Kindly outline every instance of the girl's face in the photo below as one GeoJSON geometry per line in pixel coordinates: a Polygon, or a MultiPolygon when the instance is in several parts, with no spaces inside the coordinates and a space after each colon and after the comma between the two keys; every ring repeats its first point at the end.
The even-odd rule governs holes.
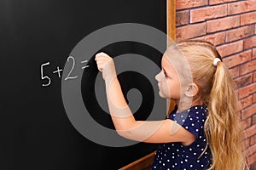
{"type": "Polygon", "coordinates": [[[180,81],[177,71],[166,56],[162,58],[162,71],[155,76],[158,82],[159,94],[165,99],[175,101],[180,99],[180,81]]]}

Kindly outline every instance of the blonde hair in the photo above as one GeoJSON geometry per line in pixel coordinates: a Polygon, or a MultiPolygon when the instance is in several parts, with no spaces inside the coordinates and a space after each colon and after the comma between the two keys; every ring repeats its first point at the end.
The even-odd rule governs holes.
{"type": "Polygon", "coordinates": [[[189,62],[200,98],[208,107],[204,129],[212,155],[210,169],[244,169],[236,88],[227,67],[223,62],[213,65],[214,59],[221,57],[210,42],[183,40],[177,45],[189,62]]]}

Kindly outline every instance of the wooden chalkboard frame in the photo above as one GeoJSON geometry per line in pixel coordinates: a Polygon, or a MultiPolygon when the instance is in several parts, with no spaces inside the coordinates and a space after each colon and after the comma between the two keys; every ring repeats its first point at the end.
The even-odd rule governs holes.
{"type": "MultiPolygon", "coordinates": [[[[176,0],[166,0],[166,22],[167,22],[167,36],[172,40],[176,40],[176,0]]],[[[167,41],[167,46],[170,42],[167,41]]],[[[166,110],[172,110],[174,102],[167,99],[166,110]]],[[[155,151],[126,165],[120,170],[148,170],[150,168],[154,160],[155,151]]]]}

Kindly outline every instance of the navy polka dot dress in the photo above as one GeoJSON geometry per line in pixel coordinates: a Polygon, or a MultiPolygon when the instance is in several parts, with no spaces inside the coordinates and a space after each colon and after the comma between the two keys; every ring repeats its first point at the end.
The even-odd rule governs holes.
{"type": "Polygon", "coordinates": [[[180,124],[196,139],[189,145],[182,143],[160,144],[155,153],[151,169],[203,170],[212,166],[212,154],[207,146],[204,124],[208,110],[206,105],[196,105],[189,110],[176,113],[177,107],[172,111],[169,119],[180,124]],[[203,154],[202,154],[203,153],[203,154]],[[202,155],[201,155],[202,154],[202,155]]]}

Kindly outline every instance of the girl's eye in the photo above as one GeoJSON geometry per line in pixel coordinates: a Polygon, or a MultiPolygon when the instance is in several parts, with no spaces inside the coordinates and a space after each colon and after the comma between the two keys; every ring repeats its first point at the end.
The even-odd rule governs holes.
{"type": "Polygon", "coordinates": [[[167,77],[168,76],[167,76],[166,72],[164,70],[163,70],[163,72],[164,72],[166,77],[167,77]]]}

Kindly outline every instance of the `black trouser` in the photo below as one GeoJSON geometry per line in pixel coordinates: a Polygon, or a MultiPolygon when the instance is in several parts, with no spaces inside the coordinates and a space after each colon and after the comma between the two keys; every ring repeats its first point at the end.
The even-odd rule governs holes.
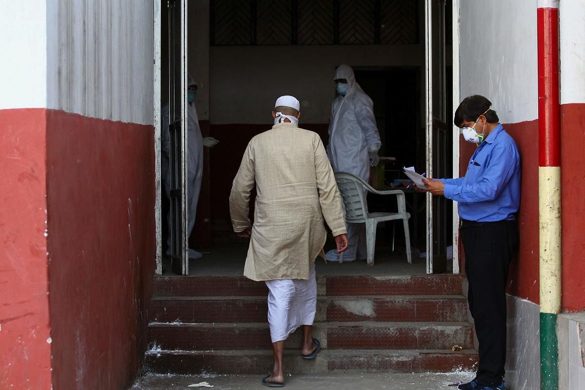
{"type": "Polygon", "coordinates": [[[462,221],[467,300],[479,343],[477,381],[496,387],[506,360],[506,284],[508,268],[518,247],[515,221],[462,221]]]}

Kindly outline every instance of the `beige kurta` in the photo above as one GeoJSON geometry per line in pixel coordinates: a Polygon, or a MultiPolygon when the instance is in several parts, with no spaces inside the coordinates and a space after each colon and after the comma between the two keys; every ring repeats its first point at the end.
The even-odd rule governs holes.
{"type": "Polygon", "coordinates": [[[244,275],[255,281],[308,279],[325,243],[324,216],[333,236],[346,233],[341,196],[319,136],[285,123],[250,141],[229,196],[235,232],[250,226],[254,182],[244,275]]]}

▶ **GIVEN PROBLEM**: Count the lines of the records that contain the string "above", treating case as significant, and give only the number.

▶ **RESULT**: 5